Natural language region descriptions
——————————

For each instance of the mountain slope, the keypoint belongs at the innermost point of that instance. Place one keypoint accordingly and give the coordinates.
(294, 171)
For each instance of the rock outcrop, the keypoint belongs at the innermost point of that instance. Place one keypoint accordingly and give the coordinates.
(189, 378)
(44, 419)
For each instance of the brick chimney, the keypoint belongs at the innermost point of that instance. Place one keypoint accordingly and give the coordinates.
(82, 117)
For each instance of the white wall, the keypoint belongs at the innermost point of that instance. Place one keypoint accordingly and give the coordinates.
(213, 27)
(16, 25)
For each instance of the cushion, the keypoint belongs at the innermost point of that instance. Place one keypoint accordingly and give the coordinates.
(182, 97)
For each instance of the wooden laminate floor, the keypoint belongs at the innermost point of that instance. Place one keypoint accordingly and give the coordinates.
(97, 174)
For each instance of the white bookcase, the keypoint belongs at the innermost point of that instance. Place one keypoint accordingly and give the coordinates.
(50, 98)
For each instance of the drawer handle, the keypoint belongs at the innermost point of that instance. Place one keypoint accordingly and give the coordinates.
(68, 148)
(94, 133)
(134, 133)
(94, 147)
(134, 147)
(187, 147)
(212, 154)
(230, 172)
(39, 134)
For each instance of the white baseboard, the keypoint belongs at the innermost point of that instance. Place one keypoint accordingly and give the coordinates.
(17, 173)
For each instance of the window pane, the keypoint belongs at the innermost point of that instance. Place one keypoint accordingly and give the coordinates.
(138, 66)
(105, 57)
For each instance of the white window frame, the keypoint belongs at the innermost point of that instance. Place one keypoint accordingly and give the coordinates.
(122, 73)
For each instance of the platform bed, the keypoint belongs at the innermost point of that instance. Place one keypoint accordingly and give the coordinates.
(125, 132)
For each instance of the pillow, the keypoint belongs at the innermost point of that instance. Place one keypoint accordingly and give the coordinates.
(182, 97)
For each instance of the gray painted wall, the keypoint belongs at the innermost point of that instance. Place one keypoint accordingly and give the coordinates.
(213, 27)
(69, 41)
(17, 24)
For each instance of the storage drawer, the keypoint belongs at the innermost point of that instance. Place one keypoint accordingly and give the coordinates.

——————————

Exercise details: Reproduce all of the records, keeping every character unchanged.

Result of this task:
For each instance of the mountain slope, the keypoint belongs at the innermost point of that instance. Place one keypoint accordingly and give the coordinates.
(294, 171)
For each instance of the rock outcrop, the keypoint belongs at the innermost point of that instance. Place one keypoint accordingly and give the coordinates.
(189, 378)
(44, 419)
For each instance of the brick chimney, the keypoint belongs at the innermost point of that instance. Place one keypoint accordingly and give the coordinates.
(82, 117)
For each instance of the white wall, the keypoint belongs at the innermost point of that instance. Place one keypoint accordingly and give the coordinates.
(213, 27)
(16, 25)
For each instance of the cushion, the keypoint belongs at the innermost point of that instance. Place one keypoint accordingly and give the coordinates.
(182, 97)
For each instance of the wooden laminate floor, the keypoint belongs at the innermost point of that instance. Place one keypoint accordingly and give the coordinates.
(97, 174)
For each instance of the white bookcase, the keypoint belongs at the innermost point of that instance. Place one keypoint accordingly and give the coordinates.
(50, 98)
For each instance of the drawer handle, the keypoint belongs at the innermost point of that instance. Place one keypoint accordingly and give the coordinates.
(68, 148)
(94, 133)
(134, 133)
(94, 147)
(134, 147)
(187, 147)
(212, 154)
(230, 172)
(39, 134)
For each instance of the white baseboard, the keypoint belongs at the innermost point of that instance. Place one keypoint accordingly and give the coordinates.
(17, 173)
For each instance of the window pane, the keypoint belongs at the innermost point of that instance. Place one keypoint accordingly and give the coordinates.
(138, 66)
(105, 57)
For each instance of the white window frame, the keypoint belongs at the innermost point of that instance. Place one keypoint accordingly and give the coordinates.
(122, 73)
For each instance of the platform bed, the keypoint belongs at the innermost point of that instance. Place one keypoint accordingly and give the coordinates.
(125, 132)
For each instance of the pillow, the keypoint belongs at the innermost point of that instance. Place one keypoint accordingly and give the coordinates.
(182, 97)
For each instance of the gray painted wall, the keypoint belongs at the innermost point of that instance. Place one keypoint accordingly and give the coordinates.
(213, 27)
(69, 41)
(17, 24)
For each instance of the storage drawer, the keypoint belongs at the innermost point of that instance. Place one keypoint accordingly and give the coordinates.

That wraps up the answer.